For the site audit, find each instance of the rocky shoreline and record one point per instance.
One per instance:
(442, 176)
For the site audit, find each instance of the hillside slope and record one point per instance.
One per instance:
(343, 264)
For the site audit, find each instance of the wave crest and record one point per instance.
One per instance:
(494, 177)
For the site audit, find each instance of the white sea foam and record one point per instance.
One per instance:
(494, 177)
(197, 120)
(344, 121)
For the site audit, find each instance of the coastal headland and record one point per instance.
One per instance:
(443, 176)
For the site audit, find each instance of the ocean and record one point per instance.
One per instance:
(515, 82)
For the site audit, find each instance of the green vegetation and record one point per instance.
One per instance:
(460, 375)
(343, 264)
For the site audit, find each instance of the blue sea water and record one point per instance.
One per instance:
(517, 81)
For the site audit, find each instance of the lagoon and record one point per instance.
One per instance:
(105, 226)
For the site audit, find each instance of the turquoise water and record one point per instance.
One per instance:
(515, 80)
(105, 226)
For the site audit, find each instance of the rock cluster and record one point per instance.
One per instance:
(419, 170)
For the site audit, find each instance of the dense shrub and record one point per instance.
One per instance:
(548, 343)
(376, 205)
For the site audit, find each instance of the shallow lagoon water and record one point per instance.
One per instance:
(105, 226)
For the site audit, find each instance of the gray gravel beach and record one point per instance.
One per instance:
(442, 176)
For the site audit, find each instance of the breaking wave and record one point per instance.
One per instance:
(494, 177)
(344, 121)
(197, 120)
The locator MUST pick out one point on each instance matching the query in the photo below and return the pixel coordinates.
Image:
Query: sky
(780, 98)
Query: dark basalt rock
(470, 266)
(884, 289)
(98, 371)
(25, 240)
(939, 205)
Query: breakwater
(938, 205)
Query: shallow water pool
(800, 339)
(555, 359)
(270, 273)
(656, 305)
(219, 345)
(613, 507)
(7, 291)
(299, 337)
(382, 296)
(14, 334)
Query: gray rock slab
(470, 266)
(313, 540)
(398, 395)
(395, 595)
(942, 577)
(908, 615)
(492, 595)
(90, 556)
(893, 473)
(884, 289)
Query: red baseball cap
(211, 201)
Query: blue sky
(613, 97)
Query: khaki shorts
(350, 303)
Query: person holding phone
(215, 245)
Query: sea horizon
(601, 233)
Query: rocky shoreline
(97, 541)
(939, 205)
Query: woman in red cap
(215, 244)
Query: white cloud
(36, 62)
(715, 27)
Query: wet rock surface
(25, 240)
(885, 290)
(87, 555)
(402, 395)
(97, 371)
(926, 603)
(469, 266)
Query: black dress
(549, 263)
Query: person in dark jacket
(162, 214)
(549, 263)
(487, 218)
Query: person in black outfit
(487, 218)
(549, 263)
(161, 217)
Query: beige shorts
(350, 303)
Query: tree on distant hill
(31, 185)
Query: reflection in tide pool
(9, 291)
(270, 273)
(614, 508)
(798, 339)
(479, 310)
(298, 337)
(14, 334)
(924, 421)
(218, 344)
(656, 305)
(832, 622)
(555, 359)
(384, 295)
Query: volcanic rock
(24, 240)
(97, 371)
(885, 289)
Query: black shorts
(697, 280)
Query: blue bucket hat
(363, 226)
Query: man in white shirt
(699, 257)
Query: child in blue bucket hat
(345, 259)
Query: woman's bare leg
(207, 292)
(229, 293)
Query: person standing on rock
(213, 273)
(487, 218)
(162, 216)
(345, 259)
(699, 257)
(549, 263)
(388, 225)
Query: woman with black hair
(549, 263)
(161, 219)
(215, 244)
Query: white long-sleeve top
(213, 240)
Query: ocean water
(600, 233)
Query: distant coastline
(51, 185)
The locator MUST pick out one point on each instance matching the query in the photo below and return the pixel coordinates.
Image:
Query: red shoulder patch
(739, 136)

WRITTEN TASK: From the preceding material, extract every line exactly.

FULL ANSWER:
For the site audit, find each instance of the rocky shoreline and record one point per instance.
One per instance:
(442, 176)
For the site audit, find each instance of the hillside slope and record one point per instance.
One per instance:
(343, 264)
For the site audit, find each instance of the wave crest and record one point per instance.
One per instance:
(494, 177)
For the site audit, find each instance of the white sea foam and record one point per instance.
One per instance:
(494, 177)
(197, 120)
(344, 121)
For the site audit, find each instance of the coastal headland and record one point per instance.
One per instance:
(443, 176)
For the site audit, find each instance of the ocean and record one point per instance.
One per instance:
(515, 82)
For the site audit, find each instance of the green vegetation and record one point per instance.
One per instance:
(460, 375)
(343, 264)
For the site audit, find each instance of the blue sea water and record one point per instance.
One per instance:
(517, 81)
For the site audit, find each instance of the lagoon and record one point per instance.
One per instance:
(105, 226)
For the site audit, find each instance of the turquoise water and record one point per instance.
One per instance:
(515, 80)
(105, 226)
For the site audit, find each instance of the rock cluster and record one point per instance.
One per instance:
(419, 170)
For the site audit, find each instance of the dense shrub and record one point per instance.
One per instance:
(548, 343)
(376, 205)
For the site audit, find each instance of the shallow lagoon water and record one point per instance.
One per instance:
(105, 226)
For the site audit, find each instance of the gray gravel beach and record one point per instance.
One per instance:
(442, 176)
For the site audit, find each instance of the breaking wave and record one point per instance.
One per instance:
(494, 177)
(344, 121)
(197, 120)
The locator MUST pick out one point on each instance matching the query in the photo below and return the pixel coordinates.
Image:
Query: sky
(780, 98)
Query: dark basalt rock
(470, 266)
(884, 289)
(98, 371)
(25, 240)
(939, 205)
Query: breakwater
(938, 205)
Query: shallow water pool
(800, 339)
(555, 359)
(270, 273)
(656, 305)
(219, 345)
(613, 507)
(7, 291)
(299, 337)
(382, 296)
(14, 334)
Query: gray rock slab
(470, 266)
(313, 540)
(398, 395)
(395, 595)
(942, 577)
(908, 615)
(492, 595)
(90, 556)
(893, 473)
(884, 289)
Query: red baseball cap
(211, 201)
Query: blue sky
(613, 97)
Query: khaki shorts
(350, 303)
Query: person holding phone
(215, 245)
Query: sea horizon
(601, 233)
Query: rocky shoreline
(97, 541)
(939, 205)
Query: woman in red cap
(215, 244)
Query: white cloud
(36, 62)
(715, 27)
Query: wet rock surface
(25, 240)
(885, 290)
(87, 555)
(402, 395)
(97, 371)
(926, 603)
(469, 266)
Query: black dress
(549, 263)
Query: person in dark jacket
(162, 214)
(549, 263)
(487, 218)
Query: person in black outfit
(487, 218)
(549, 263)
(161, 217)
Query: beige shorts
(350, 303)
Query: tree on distant hill
(31, 185)
Query: reflection in tide pool
(9, 291)
(270, 273)
(614, 508)
(798, 339)
(479, 310)
(298, 337)
(14, 334)
(924, 421)
(218, 344)
(656, 305)
(832, 622)
(555, 359)
(384, 295)
Query: volcanic rock
(24, 240)
(97, 371)
(885, 289)
Query: black shorts
(697, 280)
Query: blue bucket hat
(363, 226)
Query: man in white shirt
(699, 257)
Query: child in blue bucket hat
(345, 259)
Query: woman's bare leg
(207, 292)
(229, 293)
Query: person standing on rock
(213, 273)
(487, 218)
(162, 216)
(345, 259)
(699, 257)
(549, 263)
(388, 225)
Query: woman with black hair
(549, 263)
(161, 219)
(215, 244)
Query: white long-sleeve top
(213, 240)
Query: ocean water
(600, 233)
Query: distant coastline
(51, 185)
The locator MUST pick out one point on each instance matching the query in the photo below and return the pixel coordinates.
Image:
Query: red shoulder patch
(739, 136)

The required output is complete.